- _EXERCISE DATA_:
^^^^^^^^

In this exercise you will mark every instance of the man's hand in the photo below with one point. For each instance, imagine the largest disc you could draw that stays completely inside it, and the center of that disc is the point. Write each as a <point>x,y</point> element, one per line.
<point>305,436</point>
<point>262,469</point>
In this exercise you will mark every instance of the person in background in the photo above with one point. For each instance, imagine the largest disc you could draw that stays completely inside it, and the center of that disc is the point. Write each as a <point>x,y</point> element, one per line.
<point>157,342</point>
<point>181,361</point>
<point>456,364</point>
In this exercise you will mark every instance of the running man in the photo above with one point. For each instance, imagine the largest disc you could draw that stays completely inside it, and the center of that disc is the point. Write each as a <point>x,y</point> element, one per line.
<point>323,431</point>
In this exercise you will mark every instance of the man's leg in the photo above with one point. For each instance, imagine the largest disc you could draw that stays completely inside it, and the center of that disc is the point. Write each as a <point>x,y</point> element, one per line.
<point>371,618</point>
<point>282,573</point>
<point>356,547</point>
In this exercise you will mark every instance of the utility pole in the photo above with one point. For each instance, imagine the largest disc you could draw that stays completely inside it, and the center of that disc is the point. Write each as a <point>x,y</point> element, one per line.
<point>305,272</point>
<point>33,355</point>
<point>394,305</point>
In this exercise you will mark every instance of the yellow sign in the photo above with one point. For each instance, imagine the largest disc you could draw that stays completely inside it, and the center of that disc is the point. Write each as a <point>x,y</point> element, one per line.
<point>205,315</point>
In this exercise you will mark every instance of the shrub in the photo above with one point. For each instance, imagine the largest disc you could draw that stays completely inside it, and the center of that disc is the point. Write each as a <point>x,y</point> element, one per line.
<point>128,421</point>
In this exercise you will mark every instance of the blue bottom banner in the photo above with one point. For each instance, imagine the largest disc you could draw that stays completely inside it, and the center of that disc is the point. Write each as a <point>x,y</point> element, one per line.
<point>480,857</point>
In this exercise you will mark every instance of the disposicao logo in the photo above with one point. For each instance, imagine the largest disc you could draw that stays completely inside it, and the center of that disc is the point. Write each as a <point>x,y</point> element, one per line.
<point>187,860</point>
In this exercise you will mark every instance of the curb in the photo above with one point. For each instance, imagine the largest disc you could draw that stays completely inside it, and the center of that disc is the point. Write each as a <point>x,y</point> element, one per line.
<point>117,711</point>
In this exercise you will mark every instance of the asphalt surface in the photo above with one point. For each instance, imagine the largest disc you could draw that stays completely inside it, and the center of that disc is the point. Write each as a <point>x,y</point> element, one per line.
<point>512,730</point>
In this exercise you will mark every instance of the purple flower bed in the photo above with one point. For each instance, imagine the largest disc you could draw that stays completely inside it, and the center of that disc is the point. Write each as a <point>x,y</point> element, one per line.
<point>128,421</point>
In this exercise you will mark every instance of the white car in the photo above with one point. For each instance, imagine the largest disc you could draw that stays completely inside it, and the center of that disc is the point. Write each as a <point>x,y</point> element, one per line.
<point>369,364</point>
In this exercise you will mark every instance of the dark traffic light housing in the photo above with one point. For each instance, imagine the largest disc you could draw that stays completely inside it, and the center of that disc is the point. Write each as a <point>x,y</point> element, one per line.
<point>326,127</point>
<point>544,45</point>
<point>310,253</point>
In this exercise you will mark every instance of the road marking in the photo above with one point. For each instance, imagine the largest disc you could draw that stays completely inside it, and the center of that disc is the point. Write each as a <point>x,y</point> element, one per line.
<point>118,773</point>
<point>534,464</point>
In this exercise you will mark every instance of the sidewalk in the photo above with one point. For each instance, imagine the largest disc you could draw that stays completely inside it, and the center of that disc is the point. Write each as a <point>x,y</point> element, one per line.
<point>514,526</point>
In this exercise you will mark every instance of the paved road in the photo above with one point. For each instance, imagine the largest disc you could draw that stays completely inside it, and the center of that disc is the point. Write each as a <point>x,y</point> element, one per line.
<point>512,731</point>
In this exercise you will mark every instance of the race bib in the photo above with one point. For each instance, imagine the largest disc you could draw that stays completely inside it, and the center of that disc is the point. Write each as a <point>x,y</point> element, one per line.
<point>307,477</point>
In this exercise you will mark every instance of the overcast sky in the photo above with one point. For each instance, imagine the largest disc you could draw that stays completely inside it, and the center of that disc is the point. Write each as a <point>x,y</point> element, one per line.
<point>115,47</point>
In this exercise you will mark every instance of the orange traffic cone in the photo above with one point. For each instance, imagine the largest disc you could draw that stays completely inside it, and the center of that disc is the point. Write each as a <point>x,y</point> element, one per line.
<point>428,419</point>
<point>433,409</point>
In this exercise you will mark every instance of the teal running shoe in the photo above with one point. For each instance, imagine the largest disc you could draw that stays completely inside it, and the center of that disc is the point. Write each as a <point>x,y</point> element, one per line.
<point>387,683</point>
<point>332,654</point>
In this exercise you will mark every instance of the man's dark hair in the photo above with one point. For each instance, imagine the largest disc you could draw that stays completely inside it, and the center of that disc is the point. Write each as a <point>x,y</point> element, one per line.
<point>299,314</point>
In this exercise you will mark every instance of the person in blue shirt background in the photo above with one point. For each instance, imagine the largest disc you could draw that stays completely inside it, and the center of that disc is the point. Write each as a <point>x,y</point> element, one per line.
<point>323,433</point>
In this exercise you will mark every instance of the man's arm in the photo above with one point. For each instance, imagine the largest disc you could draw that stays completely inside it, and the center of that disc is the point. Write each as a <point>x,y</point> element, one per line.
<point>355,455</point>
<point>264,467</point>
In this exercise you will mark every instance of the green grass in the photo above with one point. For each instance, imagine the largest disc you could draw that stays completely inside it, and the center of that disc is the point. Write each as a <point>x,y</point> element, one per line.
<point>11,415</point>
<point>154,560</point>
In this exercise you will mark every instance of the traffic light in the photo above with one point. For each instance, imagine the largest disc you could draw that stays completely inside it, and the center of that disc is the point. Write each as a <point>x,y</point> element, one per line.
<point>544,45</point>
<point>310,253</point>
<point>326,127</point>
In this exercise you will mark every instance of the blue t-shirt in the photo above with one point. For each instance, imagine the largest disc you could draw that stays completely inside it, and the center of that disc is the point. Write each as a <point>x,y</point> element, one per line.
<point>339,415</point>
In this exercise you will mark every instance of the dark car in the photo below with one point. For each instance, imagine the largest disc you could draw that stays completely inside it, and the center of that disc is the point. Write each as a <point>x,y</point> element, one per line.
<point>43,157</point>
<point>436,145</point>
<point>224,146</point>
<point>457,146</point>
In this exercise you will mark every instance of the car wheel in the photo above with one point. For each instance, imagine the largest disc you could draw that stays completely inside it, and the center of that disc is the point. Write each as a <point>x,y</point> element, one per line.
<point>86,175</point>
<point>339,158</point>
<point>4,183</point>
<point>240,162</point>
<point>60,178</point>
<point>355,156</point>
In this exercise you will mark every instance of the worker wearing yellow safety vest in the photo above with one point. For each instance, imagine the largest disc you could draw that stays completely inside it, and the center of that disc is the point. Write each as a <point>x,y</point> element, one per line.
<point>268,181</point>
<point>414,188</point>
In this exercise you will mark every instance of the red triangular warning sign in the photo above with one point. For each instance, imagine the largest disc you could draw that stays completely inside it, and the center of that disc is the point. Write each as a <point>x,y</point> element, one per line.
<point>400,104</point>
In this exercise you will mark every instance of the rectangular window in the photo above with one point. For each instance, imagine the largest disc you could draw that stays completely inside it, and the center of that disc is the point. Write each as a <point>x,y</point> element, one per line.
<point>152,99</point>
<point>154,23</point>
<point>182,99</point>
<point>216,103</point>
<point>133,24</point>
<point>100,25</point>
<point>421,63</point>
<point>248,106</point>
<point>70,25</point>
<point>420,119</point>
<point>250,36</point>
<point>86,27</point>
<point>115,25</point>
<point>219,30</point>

^^^^^^^^

- _DIRECTIONS FOR THIS TASK_: Copy each line of the entries exactly.

- _ANSWER SPACE_:
In this exercise you will mark every instance of the man's hand in the photo below with one point. For each instance, imagine the largest disc you could draw that stays completely inside it, and the center of that disc is the point. Write each as a <point>x,y</point> element, one per line.
<point>305,436</point>
<point>262,469</point>
In this exercise you will mark every instance of the person in background in the photo above with one point. For each instance, imagine the largest disc you could draw that stays completely inside it, and the center of that disc is the point. Write each as a <point>x,y</point> element, one per line.
<point>157,342</point>
<point>181,361</point>
<point>456,364</point>
In this exercise you will mark every instance of the running man in the photo above with one point. For each instance, imagine the largest disc you could draw that stays completely inside it, and the center of that disc is the point. Write each as a <point>x,y</point> element, one per line.
<point>323,431</point>
In this exercise you will mark every instance of the man's leg in the photo above with one point. For each instance, imagine the largest disc you could draw that stays completely inside it, and the center of that disc is the point. Write each as a <point>x,y</point> element, one per line.
<point>371,618</point>
<point>282,573</point>
<point>356,547</point>
In this exercise you will mark every instance of the utility pole in the photo above with one point. For each instance, imagine the largest disc you could draw that stays completely inside it, and the center of that disc is the point. Write each as a <point>x,y</point> element, one per line.
<point>305,272</point>
<point>33,355</point>
<point>394,305</point>
In this exercise you will mark every instance of the yellow sign in the photo above with one point. For each instance, imagine the largest disc you could draw that stays completely inside it, and the center of that disc is the point. Write each as a <point>x,y</point> element, one per line.
<point>205,315</point>
In this exercise you will mark every instance of the shrub in the photo above with one point. For each instance, imagine the largest disc you could draw that stays completely inside it, and the center of that disc is the point. Write each as a <point>x,y</point> element, one per line.
<point>128,421</point>
In this exercise you will mark every instance of the blue bottom banner in the photo above with one point. For each instance, imagine the largest disc you could draw that stays completely inside it, and the center of that disc is the point. Write each as a <point>x,y</point> element, one per line.
<point>480,857</point>
In this exercise you will mark every instance of the disposicao logo in the photo above with one point. For each instance, imagine the largest disc you could draw that stays completely inside it, and the center of that disc is the point. Write each as a <point>x,y</point> element, one per line.
<point>187,860</point>
In this exercise you will mark every instance of the curb in the photo above with one point. For each instance, imagine the largest disc you could draw that stays completely inside it, and the center of that disc is the point. Write each as a <point>x,y</point> element, one per line.
<point>117,711</point>
In this exercise you will mark every instance of the asphalt surface in the photo above with one point. For each instance, imagine the largest disc you could draw that stays completely inside it, and the center of that disc is the point. Write each as a <point>x,y</point> element, one per line.
<point>512,730</point>
In this exercise you will mark every instance of the purple flower bed in the photo above with one point. For each instance, imagine the largest disc you could draw that stays completely inside it, and the center of that disc is the point. Write each as a <point>x,y</point> element, one per line.
<point>128,421</point>
In this exercise you will mark every instance of the white car in the photo above with one point. For each instance, imagine the largest disc you could draw that stays completely inside it, and the center of that disc is the point. Write each as a <point>x,y</point> element, one per line.
<point>369,364</point>
In this exercise you will mark every instance of the dark traffic light housing in the photo above with one point. For each instance, imagine the largest disc you could draw that stays completely inside it, and the center of that disc is the point. Write each as a <point>x,y</point> element, one per line.
<point>326,127</point>
<point>544,45</point>
<point>310,253</point>
In this exercise you will mark every instance of the road marking in the photo above with one point. For each instance, imagine the largest disc you could draw that stays completely inside it, and the center of that disc is the point. Write each as a <point>x,y</point> element, one per line.
<point>118,773</point>
<point>534,464</point>
In this exercise you will mark every instance of the sidewalk in the photo above with one point. For each instance, imagine the largest disc you could draw that stays completely inside it, and the center of that disc is the point. Write each as a <point>x,y</point> element, one per line.
<point>514,526</point>
In this exercise you will mark every instance of the paved road in the photo above with one point. For each instance, imagine the largest disc you could draw that stays completely inside it, and the center of that disc is the point. Write each as a <point>x,y</point> element, one per line.
<point>512,731</point>
In this exercise you will mark every instance of the race bib in the photo above with one point. For each instance, imagine the largest disc you could draw that stays completely inside it, and the center of that disc is the point. Write each as a <point>x,y</point> element, one per line.
<point>307,477</point>
In this exercise you will mark every instance of the overcast sky in the photo above with one point. For each instance, imagine the largest disc you could draw that stays completely inside it, and the center of that disc is the point. Write each as a <point>x,y</point> element, one per line.
<point>115,47</point>
In this exercise you will mark every instance of the orange traffic cone in the photo above with one point. For each instance, imagine the largest disc you could draw that stays completely inside it, and the center of that disc is the point. Write each as a <point>x,y</point> element, one per line.
<point>428,419</point>
<point>433,409</point>
In this exercise you will mark every instance of the teal running shoe in the photo above with one point. For each instance, imagine the largest disc you could draw that stays completely inside it, and the center of that disc is the point. Write each as a <point>x,y</point> element, one per line.
<point>387,683</point>
<point>332,654</point>
In this exercise you will mark every instance of the man's dark hair in the photo above with one point. For each instance, imagine the largest disc you could draw that stays completely inside it, and the center of that disc is the point. Write each as a <point>x,y</point> element, one per line.
<point>299,314</point>
In this exercise you will mark every instance of the person in blue shirt background in the photo above with one point. For each instance, imagine the largest disc you could draw that stays completely inside it, and the center of that disc is the point. Write each as a <point>x,y</point> element, one per line.
<point>323,433</point>
In this exercise you will mark every instance of the man's arm in the photo above with one point. For each instance, imagine the largest disc you could draw that stays completely inside it, and the center of that disc is the point. Write each as a <point>x,y</point> element, one per line.
<point>355,455</point>
<point>264,467</point>
In this exercise you will mark every instance of the green grass in the photo above with one point. For each instance, imagine the largest disc you could draw that stays completely inside it, and the center of that disc is the point. Write each as a <point>x,y</point> element, one per line.
<point>11,415</point>
<point>154,560</point>
In this exercise you will mark every instance of the traffic light in the photo above with one point. For each instance, imagine the largest disc you could draw that stays completely inside it, and the center of that disc is the point. Write each as a <point>x,y</point> element, one per line.
<point>544,45</point>
<point>310,253</point>
<point>326,127</point>
In this exercise you will mark every instance of the blue t-shirt in the photo above with one point. For each instance, imagine the largest disc you could draw that stays completely inside it, and the center of that disc is the point. Write each as a <point>x,y</point> element, one per line.
<point>339,415</point>
In this exercise you will mark every instance of the dark car in the photo below with one point. For each instance, imagine the largest disc you could draw that stays completely inside it, and the center of that disc is the point. Write each as a <point>x,y</point> element, one per line.
<point>43,157</point>
<point>436,145</point>
<point>224,146</point>
<point>457,146</point>
In this exercise you will mark every instance of the car wheel in the photo above with one point. For each instance, imagine the largest disc you could draw that stays completely inside it, and the center of that disc is the point. Write each as a <point>x,y</point> element, one per line.
<point>86,175</point>
<point>339,158</point>
<point>4,183</point>
<point>240,162</point>
<point>60,178</point>
<point>355,156</point>
In this exercise you will mark every instance of the worker wearing yellow safety vest in the photo above with one point. For each instance, imagine the largest disc you could draw that stays completely inside it, and the center of that disc is the point. Write each as a <point>x,y</point> element, one per line.
<point>268,181</point>
<point>414,188</point>
In this exercise you will mark every instance of the red triangular warning sign in the photo above with one point. For each instance, imagine the largest disc you could draw that stays completely inside it, and the center of that disc is the point. Write each as a <point>x,y</point> element, one per line.
<point>400,104</point>
In this exercise you will mark every instance of the rectangular window in the photo above with one point. For each instance, imagine the largest disc you could draw that stays completely inside it, and the center of that disc is the point. Write each as a <point>x,y</point> element, one per line.
<point>152,99</point>
<point>154,23</point>
<point>182,99</point>
<point>216,103</point>
<point>133,24</point>
<point>100,25</point>
<point>421,63</point>
<point>248,106</point>
<point>70,25</point>
<point>420,119</point>
<point>250,36</point>
<point>86,27</point>
<point>115,25</point>
<point>219,30</point>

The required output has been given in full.